PAGE EXTRACT
<<<<

People aren't that good at logic either. So, gpt-4 not being great at this is maybe not that surprising.

Probably the best feature of gpt-4 is the ability to use tools. For example, it may not be that good at calculating things. But it can use a calculator. And if you think about it, a lot of people (including mathematicians) aren't actually that good at calculating either. We all learn it in school and then we forget much of it. That's why we have calculators. It's not a big deal.

Gpt-4 is more than capable of knowing the best tool for the job. Figuring out how to use it isn't that hard. You can actually ask it "what's the best tool for X", get a usable response, and then ask a follow up question to produce a script in the language of your choosing that demonstrates how to use it, complete with unit tests. Not a hypothetical, I've been doing that in the past few weeks and I've been getting some usable results.

And that's put me in a mind of wondering what will happen once we start networking all these specialized AIs and tools together. It might not be able to do everything by itself but it can get quite far figuring out requirements and turning those into running code. It's not that big of a leap from answering questions about how to do things to actually building programs that do things.

causality0 3 years ago |

They're good in "memory" reasoning but terrible in deductive reasoning. Like if you say there's a sign in front of a door saying "push" it will tell you you need to push the door, but if you say there was a powerful wind and you see a sign saying "pull" laying on the ground on the other side of a glass door it has no idea if you should push or pull.

cjbprime 3 years ago | |

I guess I'm with the LLM on this one, since I can't follow your example. Did the sign flip over while it was falling? Did the sign fall towards or away from the glass door that I am on the other side of? Where are the doorhandles?

Can you write this example in a way that's more comprehensible to humans, and then we can ask GPT-4 about it?

causality0 3 years ago | | |

The sign only has one side. It's a sign saying "pull" that was knocked off the other side of a glass door by the wind.

progrus 3 years ago |

Will we ever get apologies from the AI-Foom crew for losing their marbles and riling people up about the word calculator?

micromacrofoot 3 years ago | |

word calculator is a more impressive title than I’d grant some people

dmz73 3 years ago |

LLMs are just programs that can produce human-like language output based on human-like language input and that calling them AI of any kind is greatly overstating their capabilities. There is no "reasoning" or "understanding" here, there is just a giant ball of mud full of auto-generated if-then-else like code with calls to random number function peppered around.

The two main problems I see with attributing AI to these programs are: 1. People will assume they are receiving intelligent response they can rely on without sanity checking. This is different than receiving the same response from other people because one learns to know who to trust and when. You can never trust these programs. 2. If/when real AI emerges it will be treated poorly because most people will assume it is the same "brainless" AI they were sold so many times before. In that respect the treatment of real AI will be equivalent to child abuse or slavery and will result in another giant black mark in human history.

>>>>

[Image-grounded pointing data]
<<<<

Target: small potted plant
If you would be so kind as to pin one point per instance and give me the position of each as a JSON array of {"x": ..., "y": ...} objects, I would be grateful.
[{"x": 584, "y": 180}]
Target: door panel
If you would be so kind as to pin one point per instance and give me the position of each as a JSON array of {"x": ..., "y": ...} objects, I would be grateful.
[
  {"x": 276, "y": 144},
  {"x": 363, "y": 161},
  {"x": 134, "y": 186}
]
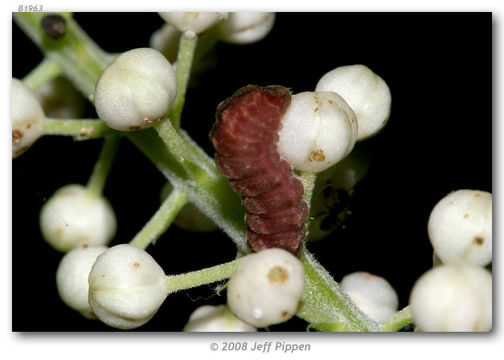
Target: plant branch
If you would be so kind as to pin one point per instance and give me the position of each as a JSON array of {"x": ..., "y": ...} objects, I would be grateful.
[
  {"x": 189, "y": 169},
  {"x": 200, "y": 277},
  {"x": 161, "y": 220},
  {"x": 80, "y": 129},
  {"x": 102, "y": 166},
  {"x": 185, "y": 57}
]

>>>>

INSTRUCTIONS
1: Repeat the passage of the forum thread starting with "Can you write" and going on through "the word calculator?".
2: In the forum thread, what happened to the sign saying "pull" in causality0's example?
These rows have no connection to the forum thread.

ANSWER SET
1:
Can you write this example in a way that's more comprehensible to humans, and then we can ask GPT-4 about it?

causality0 3 years ago | | |

The sign only has one side. It's a sign saying "pull" that was knocked off the other side of a glass door by the wind.

progrus 3 years ago |

Will we ever get apologies from the AI-Foom crew for losing their marbles and riling people up about the word calculator?

2: The wind knocked it off the other side of a glass door.